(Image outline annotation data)
'''
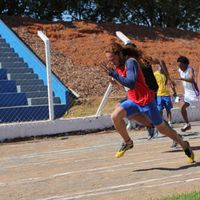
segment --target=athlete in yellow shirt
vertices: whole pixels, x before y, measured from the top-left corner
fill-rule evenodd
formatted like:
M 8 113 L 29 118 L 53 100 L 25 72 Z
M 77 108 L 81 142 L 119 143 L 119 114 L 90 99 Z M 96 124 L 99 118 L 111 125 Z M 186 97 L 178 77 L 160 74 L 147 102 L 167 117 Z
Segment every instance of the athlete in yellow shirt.
M 169 89 L 167 87 L 167 77 L 163 71 L 163 69 L 158 65 L 158 71 L 154 72 L 154 76 L 156 78 L 156 81 L 158 83 L 158 91 L 157 91 L 157 107 L 161 114 L 163 113 L 163 110 L 166 109 L 167 111 L 167 118 L 168 118 L 168 123 L 170 126 L 171 124 L 171 119 L 172 119 L 172 114 L 171 114 L 171 109 L 173 108 Z M 174 95 L 176 93 L 175 87 L 172 87 Z

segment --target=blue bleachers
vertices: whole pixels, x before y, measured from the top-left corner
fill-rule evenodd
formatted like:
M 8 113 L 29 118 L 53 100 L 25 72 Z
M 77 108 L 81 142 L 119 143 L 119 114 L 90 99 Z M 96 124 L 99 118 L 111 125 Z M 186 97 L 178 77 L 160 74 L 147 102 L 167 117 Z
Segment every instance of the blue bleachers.
M 18 39 L 2 23 L 0 20 L 0 123 L 46 120 L 49 118 L 48 92 L 46 80 L 40 79 L 44 76 L 40 74 L 43 70 L 29 67 L 30 63 L 25 61 L 26 57 L 24 60 L 23 54 L 22 57 L 18 54 L 21 43 L 17 47 L 15 43 L 13 45 L 13 41 Z M 4 34 L 1 26 L 10 34 L 9 37 Z M 13 39 L 10 40 L 12 36 Z M 25 50 L 23 49 L 24 54 L 27 53 Z M 29 54 L 32 56 L 30 52 Z M 39 62 L 34 61 L 34 63 Z M 39 63 L 37 67 L 40 66 Z M 53 81 L 53 87 L 54 115 L 58 118 L 66 112 L 71 104 L 70 99 L 73 98 L 70 97 L 71 92 L 61 85 L 57 78 Z M 61 96 L 55 96 L 61 91 L 64 92 Z

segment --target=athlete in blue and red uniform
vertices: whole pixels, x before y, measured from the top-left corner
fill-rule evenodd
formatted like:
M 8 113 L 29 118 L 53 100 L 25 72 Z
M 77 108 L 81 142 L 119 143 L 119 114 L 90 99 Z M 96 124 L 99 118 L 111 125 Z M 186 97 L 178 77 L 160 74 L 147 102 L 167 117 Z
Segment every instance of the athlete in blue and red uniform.
M 109 76 L 128 88 L 128 99 L 114 110 L 111 117 L 116 130 L 122 136 L 124 142 L 115 157 L 119 158 L 124 153 L 133 148 L 133 141 L 128 135 L 124 118 L 131 118 L 135 115 L 146 115 L 158 131 L 172 140 L 176 141 L 185 151 L 189 162 L 194 162 L 194 153 L 187 141 L 169 128 L 161 117 L 157 109 L 154 92 L 148 89 L 143 73 L 137 62 L 141 57 L 138 49 L 133 47 L 123 48 L 117 43 L 110 44 L 105 49 L 107 60 L 113 64 L 114 69 L 102 64 L 102 68 L 108 72 Z

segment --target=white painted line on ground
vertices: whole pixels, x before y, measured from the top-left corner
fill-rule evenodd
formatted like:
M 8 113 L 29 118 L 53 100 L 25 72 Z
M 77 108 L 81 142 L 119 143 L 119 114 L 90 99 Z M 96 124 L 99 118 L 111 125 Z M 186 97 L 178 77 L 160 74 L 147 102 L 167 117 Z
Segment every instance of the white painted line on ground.
M 198 174 L 200 173 L 200 171 L 195 172 L 195 173 L 187 173 L 187 174 L 177 174 L 177 175 L 172 175 L 172 176 L 165 176 L 162 178 L 154 178 L 154 179 L 147 179 L 144 181 L 138 181 L 138 182 L 133 182 L 133 183 L 128 183 L 128 184 L 123 184 L 123 185 L 115 185 L 115 186 L 108 186 L 108 187 L 102 187 L 102 188 L 98 188 L 98 189 L 93 189 L 93 190 L 87 190 L 87 191 L 83 191 L 80 193 L 74 193 L 71 195 L 61 195 L 61 196 L 52 196 L 52 197 L 45 197 L 45 198 L 40 198 L 39 200 L 73 200 L 73 199 L 80 199 L 80 198 L 85 198 L 85 197 L 89 197 L 89 196 L 97 196 L 97 195 L 102 195 L 102 194 L 109 194 L 109 193 L 116 193 L 119 192 L 121 190 L 131 190 L 133 189 L 133 187 L 145 187 L 144 184 L 148 184 L 148 183 L 152 183 L 152 182 L 158 182 L 158 181 L 164 181 L 170 178 L 180 178 L 183 176 L 188 176 L 191 174 Z M 200 178 L 198 178 L 200 179 Z M 185 179 L 182 181 L 179 180 L 175 180 L 175 182 L 191 182 L 191 181 L 197 181 L 196 179 Z M 160 185 L 160 184 L 159 184 Z M 157 185 L 156 185 L 157 186 Z M 160 185 L 162 186 L 162 185 Z M 126 188 L 128 187 L 128 188 Z M 124 189 L 121 189 L 124 188 Z M 102 198 L 103 199 L 103 198 Z
M 138 145 L 144 145 L 144 144 L 165 144 L 165 143 L 170 143 L 170 139 L 167 137 L 162 137 L 162 138 L 156 138 L 153 139 L 152 141 L 141 141 L 141 140 L 135 140 L 135 146 Z M 9 157 L 1 157 L 1 161 L 3 160 L 12 160 L 16 159 L 17 161 L 19 159 L 27 159 L 27 158 L 38 158 L 38 157 L 43 157 L 46 155 L 52 155 L 52 154 L 71 154 L 71 153 L 80 153 L 80 152 L 85 152 L 85 151 L 93 151 L 94 149 L 99 149 L 99 148 L 104 148 L 106 146 L 119 146 L 121 145 L 119 142 L 115 143 L 106 143 L 106 144 L 100 144 L 100 145 L 94 145 L 94 146 L 88 146 L 88 147 L 81 147 L 81 148 L 71 148 L 71 149 L 61 149 L 61 150 L 55 150 L 55 151 L 46 151 L 46 152 L 41 152 L 41 153 L 32 153 L 32 154 L 27 154 L 27 155 L 22 155 L 22 156 L 9 156 Z
M 53 174 L 51 176 L 48 177 L 34 177 L 34 178 L 27 178 L 27 179 L 19 179 L 17 181 L 13 181 L 13 182 L 9 182 L 9 183 L 3 183 L 3 185 L 0 185 L 0 187 L 3 186 L 8 186 L 8 185 L 18 185 L 18 184 L 27 184 L 27 183 L 35 183 L 35 182 L 42 182 L 42 181 L 47 181 L 47 180 L 51 180 L 57 177 L 62 177 L 62 176 L 67 176 L 70 174 L 79 174 L 79 173 L 92 173 L 92 172 L 101 172 L 101 171 L 105 171 L 105 170 L 110 170 L 110 169 L 122 169 L 122 167 L 125 166 L 130 166 L 130 165 L 136 165 L 136 164 L 141 164 L 141 163 L 151 163 L 151 162 L 155 162 L 155 161 L 162 161 L 162 160 L 169 160 L 174 158 L 176 159 L 177 156 L 174 157 L 164 157 L 164 158 L 157 158 L 157 159 L 151 159 L 151 160 L 144 160 L 144 161 L 140 161 L 140 162 L 130 162 L 130 163 L 123 163 L 123 164 L 118 164 L 118 165 L 111 165 L 111 166 L 104 166 L 104 167 L 95 167 L 95 168 L 91 168 L 91 169 L 83 169 L 83 170 L 77 170 L 77 171 L 69 171 L 69 172 L 63 172 L 63 173 L 57 173 L 57 174 Z M 168 162 L 169 163 L 169 162 Z M 176 163 L 176 162 L 175 162 Z M 162 163 L 156 163 L 156 165 L 161 165 Z M 164 162 L 165 164 L 165 162 Z M 152 166 L 152 164 L 151 164 Z

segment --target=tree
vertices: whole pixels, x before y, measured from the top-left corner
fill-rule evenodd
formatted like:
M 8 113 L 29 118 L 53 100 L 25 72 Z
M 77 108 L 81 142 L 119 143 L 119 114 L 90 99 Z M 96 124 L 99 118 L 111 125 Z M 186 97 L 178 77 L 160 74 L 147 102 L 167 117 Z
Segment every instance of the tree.
M 200 29 L 199 0 L 3 0 L 0 13 L 35 19 L 135 23 L 149 27 Z

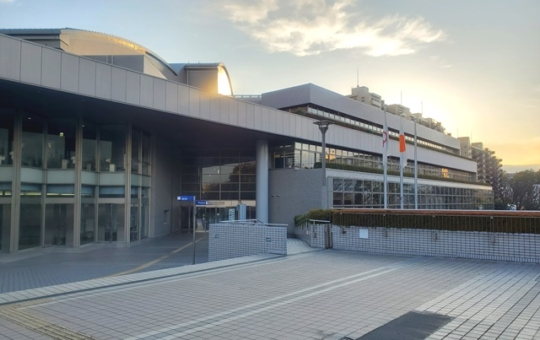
'''
WRITTEN TASK
Turn the stretch of data from its start through the line containing "M 18 39 L 2" into a Markdown table with the columns Row and Line, numbering each line and skipping blank ones. Leave the pictures out of the table.

THE ANSWER
| Row | Line |
|---|---|
| 1 | segment --target=athlete in yellow shirt |
| 2 | vertices: whole pixels, x before y, measured from the top-left corner |
| 3 | fill-rule evenodd |
| 4 | formatted like: |
| 5 | M 8 113 L 29 118 L 53 100 L 25 72 Z |
| 6 | M 77 108 L 81 142 L 119 143 L 119 114 L 90 99 Z M 96 124 L 99 118 L 111 125 Z M 186 97 L 178 77 L 160 74 L 147 102 L 167 117 Z |
| 7 | Segment every instance of the athlete in yellow shirt. |
| 8 | M 169 89 L 167 87 L 167 77 L 163 71 L 163 69 L 158 65 L 158 71 L 154 72 L 154 76 L 156 78 L 156 81 L 158 83 L 158 91 L 157 91 L 157 107 L 161 114 L 163 113 L 163 110 L 166 109 L 167 111 L 167 118 L 168 118 L 168 123 L 170 126 L 171 124 L 171 119 L 172 119 L 172 114 L 171 114 L 171 109 L 173 108 Z M 174 95 L 176 93 L 175 87 L 172 87 Z |
| 9 | segment --target=blue bleachers |
| 10 | vertices: whole pixels, x before y, measured from the top-left corner |
| 11 | fill-rule evenodd |
| 12 | formatted like: |
| 13 | M 8 113 L 29 118 L 53 100 L 25 72 Z |
| 14 | M 77 108 L 81 142 L 119 143 L 119 114 L 90 99 Z M 96 124 L 99 118 L 111 125 Z M 186 97 L 178 77 L 160 74 L 147 102 L 167 117 Z |
| 15 | Segment every instance of the blue bleachers. |
| 16 | M 18 39 L 2 23 L 0 20 L 0 123 L 46 120 L 49 118 L 48 92 L 46 80 L 40 79 L 44 76 L 40 74 L 43 70 L 29 67 L 30 63 L 25 61 L 26 57 L 24 60 L 23 54 L 22 57 L 18 54 L 21 43 L 17 47 L 15 43 L 13 45 L 13 41 Z M 4 34 L 1 26 L 10 34 L 9 37 Z M 13 39 L 10 40 L 12 36 Z M 25 50 L 23 49 L 24 54 L 27 53 Z M 29 54 L 32 56 L 30 52 Z M 39 62 L 34 61 L 34 63 Z M 39 63 L 37 67 L 40 66 Z M 53 81 L 53 87 L 54 115 L 58 118 L 66 112 L 71 104 L 70 99 L 73 98 L 70 97 L 71 92 L 61 85 L 57 78 Z M 61 96 L 55 96 L 61 91 L 64 92 Z |